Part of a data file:
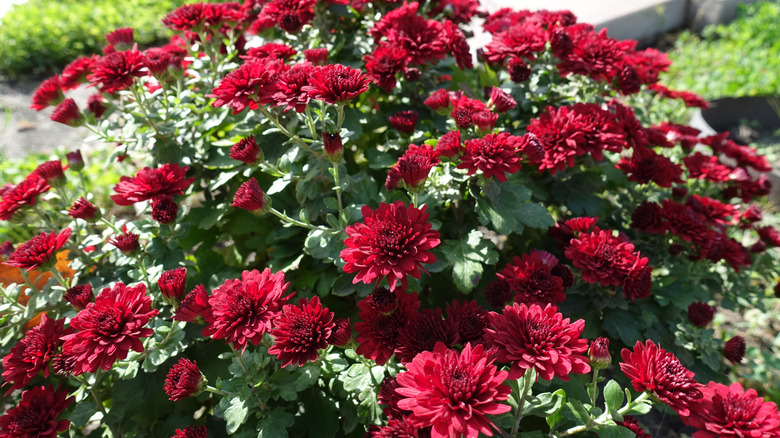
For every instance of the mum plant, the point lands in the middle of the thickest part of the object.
(335, 221)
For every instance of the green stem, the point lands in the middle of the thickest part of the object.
(520, 403)
(298, 223)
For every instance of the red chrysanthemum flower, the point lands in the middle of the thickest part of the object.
(301, 331)
(290, 86)
(248, 85)
(730, 411)
(412, 168)
(734, 349)
(79, 296)
(530, 277)
(48, 93)
(246, 150)
(382, 314)
(244, 310)
(191, 432)
(533, 337)
(109, 328)
(393, 241)
(184, 379)
(115, 71)
(453, 392)
(164, 209)
(336, 83)
(653, 369)
(38, 252)
(496, 155)
(36, 415)
(32, 353)
(167, 179)
(195, 307)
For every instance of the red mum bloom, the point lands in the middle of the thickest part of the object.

*WRITTEN PROBLEM*
Can you update the records above by replacing "thickest part" with "widest part" everywhere, changing nothing else and leaving out the pictures?

*SOLVED EXERCISE*
For every instance of the mum plant, the point lands in the middle of the widest part of the object.
(335, 221)
For every instance of the green stem, the point lands in the middle of the widest part of the object.
(520, 403)
(298, 223)
For every instance of the red chrysanthemum flower, the point lands in the middle of the widest part of the object.
(301, 331)
(290, 86)
(248, 85)
(730, 411)
(412, 168)
(734, 349)
(79, 296)
(530, 277)
(48, 93)
(246, 150)
(382, 314)
(244, 310)
(191, 432)
(533, 337)
(109, 328)
(393, 241)
(184, 379)
(115, 71)
(453, 392)
(164, 209)
(336, 83)
(653, 369)
(38, 252)
(496, 155)
(36, 415)
(32, 353)
(167, 179)
(195, 307)
For every instance of the red mum bloom, the point lands in the middle of the widest part of the object.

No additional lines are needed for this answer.